>> Begin

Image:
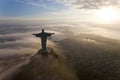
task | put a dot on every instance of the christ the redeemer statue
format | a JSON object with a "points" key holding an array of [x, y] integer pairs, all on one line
{"points": [[43, 35]]}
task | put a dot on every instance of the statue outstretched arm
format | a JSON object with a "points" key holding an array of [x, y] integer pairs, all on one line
{"points": [[37, 35]]}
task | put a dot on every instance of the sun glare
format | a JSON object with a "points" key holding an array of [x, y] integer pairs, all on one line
{"points": [[107, 15]]}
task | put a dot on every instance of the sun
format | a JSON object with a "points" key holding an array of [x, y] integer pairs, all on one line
{"points": [[107, 14]]}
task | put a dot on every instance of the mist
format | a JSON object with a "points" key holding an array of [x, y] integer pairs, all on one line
{"points": [[90, 49]]}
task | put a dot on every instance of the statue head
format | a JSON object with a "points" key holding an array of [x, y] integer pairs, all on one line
{"points": [[42, 30]]}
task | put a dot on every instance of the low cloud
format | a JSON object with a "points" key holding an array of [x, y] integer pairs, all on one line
{"points": [[91, 4]]}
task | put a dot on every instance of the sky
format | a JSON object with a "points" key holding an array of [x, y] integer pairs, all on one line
{"points": [[59, 9]]}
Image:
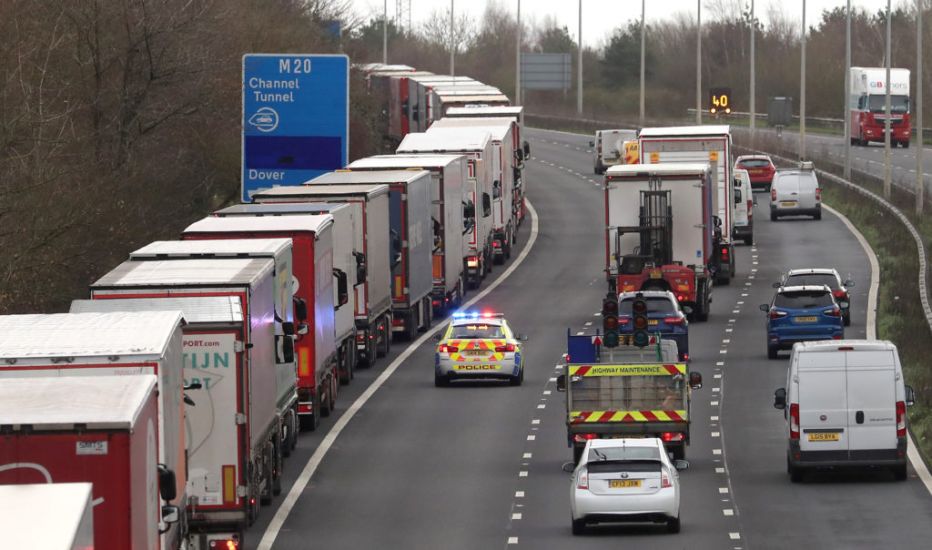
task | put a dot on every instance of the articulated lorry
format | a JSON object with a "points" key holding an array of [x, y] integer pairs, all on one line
{"points": [[448, 225], [626, 392], [867, 106], [372, 299], [99, 434], [477, 148], [701, 144], [319, 289], [104, 345], [660, 233]]}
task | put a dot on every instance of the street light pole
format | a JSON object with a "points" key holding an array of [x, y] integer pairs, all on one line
{"points": [[518, 59], [753, 122], [846, 112], [920, 145], [699, 62], [579, 65], [802, 91], [641, 117]]}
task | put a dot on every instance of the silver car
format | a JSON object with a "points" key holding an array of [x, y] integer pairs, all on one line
{"points": [[796, 192], [626, 480]]}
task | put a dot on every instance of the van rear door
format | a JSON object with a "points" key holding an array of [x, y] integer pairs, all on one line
{"points": [[871, 400], [823, 406]]}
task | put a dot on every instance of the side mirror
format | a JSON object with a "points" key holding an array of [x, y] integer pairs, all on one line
{"points": [[342, 288], [168, 489], [695, 380], [300, 309], [779, 399], [170, 514]]}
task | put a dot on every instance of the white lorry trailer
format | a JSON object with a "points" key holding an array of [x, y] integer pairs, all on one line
{"points": [[448, 178], [702, 144], [99, 345], [477, 148], [372, 297]]}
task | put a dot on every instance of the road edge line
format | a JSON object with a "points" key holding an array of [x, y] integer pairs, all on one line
{"points": [[914, 458], [284, 509]]}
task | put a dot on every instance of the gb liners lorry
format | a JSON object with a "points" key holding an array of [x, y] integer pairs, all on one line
{"points": [[868, 105], [477, 148], [701, 144], [104, 345], [372, 295], [311, 285], [448, 176], [659, 233], [96, 432], [250, 402]]}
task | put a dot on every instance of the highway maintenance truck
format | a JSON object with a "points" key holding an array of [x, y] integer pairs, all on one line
{"points": [[626, 392], [701, 144], [346, 260], [659, 231], [99, 432], [248, 351], [477, 148], [65, 345], [372, 295], [448, 178], [315, 287]]}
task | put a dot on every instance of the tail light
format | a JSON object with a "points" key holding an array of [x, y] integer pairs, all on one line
{"points": [[901, 419], [583, 481], [665, 479], [794, 420]]}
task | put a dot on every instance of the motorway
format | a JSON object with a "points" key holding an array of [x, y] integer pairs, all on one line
{"points": [[479, 466]]}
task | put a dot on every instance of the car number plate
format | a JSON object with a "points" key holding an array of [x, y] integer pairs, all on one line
{"points": [[824, 436], [624, 483]]}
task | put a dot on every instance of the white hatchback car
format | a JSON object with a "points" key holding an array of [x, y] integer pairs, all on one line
{"points": [[626, 480]]}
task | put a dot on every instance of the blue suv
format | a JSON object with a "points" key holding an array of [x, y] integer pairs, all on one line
{"points": [[664, 317], [799, 314]]}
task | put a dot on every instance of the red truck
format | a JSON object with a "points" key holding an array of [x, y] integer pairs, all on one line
{"points": [[102, 430]]}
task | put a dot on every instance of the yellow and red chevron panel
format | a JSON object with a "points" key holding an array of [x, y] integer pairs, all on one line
{"points": [[657, 415], [642, 369]]}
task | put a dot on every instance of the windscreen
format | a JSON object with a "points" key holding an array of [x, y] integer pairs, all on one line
{"points": [[477, 330], [899, 104], [803, 299], [657, 304], [827, 279]]}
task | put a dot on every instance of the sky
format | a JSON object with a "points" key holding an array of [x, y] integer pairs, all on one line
{"points": [[600, 17]]}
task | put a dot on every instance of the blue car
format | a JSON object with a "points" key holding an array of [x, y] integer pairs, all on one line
{"points": [[800, 314], [664, 318]]}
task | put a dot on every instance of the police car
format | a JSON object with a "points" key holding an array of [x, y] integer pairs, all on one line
{"points": [[479, 346]]}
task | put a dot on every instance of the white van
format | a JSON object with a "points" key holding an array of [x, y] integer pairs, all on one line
{"points": [[845, 405], [744, 207]]}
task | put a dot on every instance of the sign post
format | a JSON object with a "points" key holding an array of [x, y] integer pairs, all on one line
{"points": [[295, 118]]}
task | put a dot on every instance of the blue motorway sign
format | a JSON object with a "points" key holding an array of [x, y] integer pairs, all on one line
{"points": [[295, 118]]}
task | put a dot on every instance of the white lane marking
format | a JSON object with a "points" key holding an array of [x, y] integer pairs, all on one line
{"points": [[300, 484], [871, 321]]}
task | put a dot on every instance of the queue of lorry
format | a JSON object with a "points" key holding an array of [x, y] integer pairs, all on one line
{"points": [[163, 406]]}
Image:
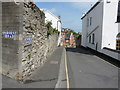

>> End

TASK PROMPT: Could you rewrite the records, starting at the line that contains "blue motorway sign" and continuing through the end of the records, with the requests included and every x and y point coordinate in the answers raised by 69? Leave the pictures out.

TASK SOLUTION:
task | put a dot on every instance of the blue motorway sign
format | a JSON object with a "points" key holding an array of [x, y] integer pairs, all on one line
{"points": [[364, 187]]}
task | put a dot on every instance of the white lane marking
format | a JSON object with a "points" key holding an array of [x, y] integer pairs, all on one line
{"points": [[369, 553], [940, 390]]}
task | put a dot on every instance of the queue of lorry
format | a JSON object with a "points" key holding an array of [x, y] integer pairs, all on one line
{"points": [[232, 475]]}
Image:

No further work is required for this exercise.